**What the exercise asks:** Reproduce each of the following lines verbatim and in the same order.

## start Data for the task

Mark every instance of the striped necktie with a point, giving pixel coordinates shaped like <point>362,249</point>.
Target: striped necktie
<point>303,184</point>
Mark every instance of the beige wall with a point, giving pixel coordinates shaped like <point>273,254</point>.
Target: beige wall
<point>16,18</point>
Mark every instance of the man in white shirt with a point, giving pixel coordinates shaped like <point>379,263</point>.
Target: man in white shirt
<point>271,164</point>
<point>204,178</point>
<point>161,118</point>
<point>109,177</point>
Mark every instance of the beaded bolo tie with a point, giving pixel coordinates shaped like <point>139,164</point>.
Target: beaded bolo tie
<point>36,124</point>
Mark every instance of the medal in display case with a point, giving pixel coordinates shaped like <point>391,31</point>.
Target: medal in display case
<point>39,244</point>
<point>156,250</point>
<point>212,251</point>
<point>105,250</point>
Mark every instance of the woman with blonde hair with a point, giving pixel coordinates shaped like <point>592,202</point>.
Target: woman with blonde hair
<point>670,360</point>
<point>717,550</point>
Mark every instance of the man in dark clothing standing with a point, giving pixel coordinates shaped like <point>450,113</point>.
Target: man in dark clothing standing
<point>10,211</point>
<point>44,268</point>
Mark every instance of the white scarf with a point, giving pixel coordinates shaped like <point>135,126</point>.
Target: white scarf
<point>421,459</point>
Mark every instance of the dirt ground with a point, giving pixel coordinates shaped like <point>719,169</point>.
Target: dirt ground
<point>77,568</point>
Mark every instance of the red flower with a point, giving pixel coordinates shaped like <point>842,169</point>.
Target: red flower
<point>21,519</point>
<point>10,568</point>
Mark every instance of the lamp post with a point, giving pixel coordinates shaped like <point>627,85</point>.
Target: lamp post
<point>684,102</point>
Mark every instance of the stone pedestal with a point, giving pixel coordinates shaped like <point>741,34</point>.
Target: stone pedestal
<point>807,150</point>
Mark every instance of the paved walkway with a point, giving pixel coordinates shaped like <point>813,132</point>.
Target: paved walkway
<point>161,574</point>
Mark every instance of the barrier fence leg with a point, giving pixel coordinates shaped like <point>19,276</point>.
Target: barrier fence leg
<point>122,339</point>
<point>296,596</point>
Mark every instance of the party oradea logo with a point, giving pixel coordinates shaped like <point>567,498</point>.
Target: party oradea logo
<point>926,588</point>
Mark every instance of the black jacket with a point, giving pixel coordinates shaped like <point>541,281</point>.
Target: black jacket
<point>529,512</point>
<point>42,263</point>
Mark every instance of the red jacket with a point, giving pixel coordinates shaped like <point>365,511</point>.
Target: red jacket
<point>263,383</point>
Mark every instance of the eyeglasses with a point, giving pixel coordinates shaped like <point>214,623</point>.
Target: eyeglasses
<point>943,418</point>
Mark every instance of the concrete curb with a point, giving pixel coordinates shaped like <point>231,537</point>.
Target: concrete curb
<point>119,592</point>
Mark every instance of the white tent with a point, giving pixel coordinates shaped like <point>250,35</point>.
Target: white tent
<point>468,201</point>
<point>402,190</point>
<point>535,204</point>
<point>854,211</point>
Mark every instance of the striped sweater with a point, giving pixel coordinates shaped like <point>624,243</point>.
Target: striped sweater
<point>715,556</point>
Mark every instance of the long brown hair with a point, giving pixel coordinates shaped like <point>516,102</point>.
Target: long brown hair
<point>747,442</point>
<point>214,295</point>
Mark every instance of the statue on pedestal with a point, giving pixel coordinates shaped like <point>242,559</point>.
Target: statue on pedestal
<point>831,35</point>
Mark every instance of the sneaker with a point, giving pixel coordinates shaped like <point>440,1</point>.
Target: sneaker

## end Data for the task

**Response below:**
Mark every instance of the striped necktie with a point, giving pixel coordinates shaped like <point>362,249</point>.
Target: striped necktie
<point>303,184</point>
Mark every instance of the beige wall with a point, giving pixel coordinates shaped like <point>273,254</point>.
Target: beige wall
<point>16,18</point>
Mark every instance of the man in white shirt with a point, giving pixel coordinates shaped like <point>379,263</point>.
Target: man in white shirt
<point>271,164</point>
<point>204,178</point>
<point>161,118</point>
<point>109,177</point>
Mark every instance of the beaded bolo tie with a point, giving pixel coordinates shaped like <point>139,164</point>.
Target: beaded bolo tie
<point>36,124</point>
Mark every instance of the medal in display case with a point, giving pixel coordinates shaped like <point>391,31</point>.
Target: medal in display case
<point>39,244</point>
<point>156,250</point>
<point>212,251</point>
<point>105,250</point>
Mark every instance of the woman with blonde hair with a point, giving pixel coordinates shaped like <point>592,202</point>.
Target: woman with blonde hair
<point>670,360</point>
<point>717,550</point>
Mark every instance of the man in dark clothing standing with a point, giving pixel coordinates shaped like <point>450,113</point>.
Target: man in dark clothing standing
<point>10,211</point>
<point>44,268</point>
Mark every instance of the white scarf with a point, giving pixel coordinates shaped like <point>135,126</point>.
Target: white scarf
<point>421,459</point>
Mark every instance of the dirt ground with a point, giving pixel coordinates shaped like <point>719,169</point>.
Target: dirt ground
<point>77,568</point>
Mark every instance of the red flower with a point, giving pixel coordinates shaped like <point>842,169</point>.
Target: red flower
<point>21,519</point>
<point>10,568</point>
Mark every instance of the lamp post with a point, giving pixel coordinates shaped like <point>627,85</point>.
Target: lamp post
<point>684,102</point>
Mark every instance of the stone pedestal with a point, giving pixel coordinates shaped like <point>741,34</point>.
Target: stone pedestal
<point>807,150</point>
Mark every instance of the paved walkway with a point, giving pixel coordinates shaped like <point>813,132</point>.
Target: paved walkway
<point>161,574</point>
Mark every instance of the barrier fence leg with a point, giving pixel coordinates shaped like <point>19,276</point>.
Target: barrier fence leg
<point>122,339</point>
<point>296,596</point>
Mark every instance of the party oradea logo with a point, giving pixel coordinates shaped like <point>567,498</point>.
Target: party oradea logo
<point>926,588</point>
Mark every instance of the black jacket with a point, giving pixel coordinates shaped like <point>541,281</point>.
Target: black jacket
<point>529,512</point>
<point>42,263</point>
Mark every instance of the red jacket with a point, giving pixel coordinates shaped like <point>365,511</point>.
Target: red jacket
<point>263,383</point>
Mark every instance of the eyeglasses with a point, giving pixel coordinates shaped like <point>214,623</point>.
Target: eyeglasses
<point>943,418</point>
Mark every instance of the concrete curb with a point, giving pixel coordinates shaped like <point>231,537</point>.
Target: concrete curb
<point>119,592</point>
Mark every instance of the white tent with a point, giving pixel coordinates shaped like <point>250,35</point>.
Target: white tent
<point>468,201</point>
<point>402,190</point>
<point>535,204</point>
<point>854,211</point>
Mark every instance of the striped sweater with a point, giving pixel coordinates shaped like <point>624,243</point>.
Target: striped sweater
<point>715,556</point>
Mark every instance of the long brown hair with a point, giving pixel coordinates shaped like <point>516,102</point>.
Target: long brown hair
<point>747,442</point>
<point>214,295</point>
Mark every instance of the statue on pedestal with a point, giving pixel coordinates shaped like <point>242,559</point>.
Target: statue on pedestal
<point>831,35</point>
Mark every instance of the sneaker with a point, giving pixel coordinates shaped like <point>440,1</point>.
Target: sneaker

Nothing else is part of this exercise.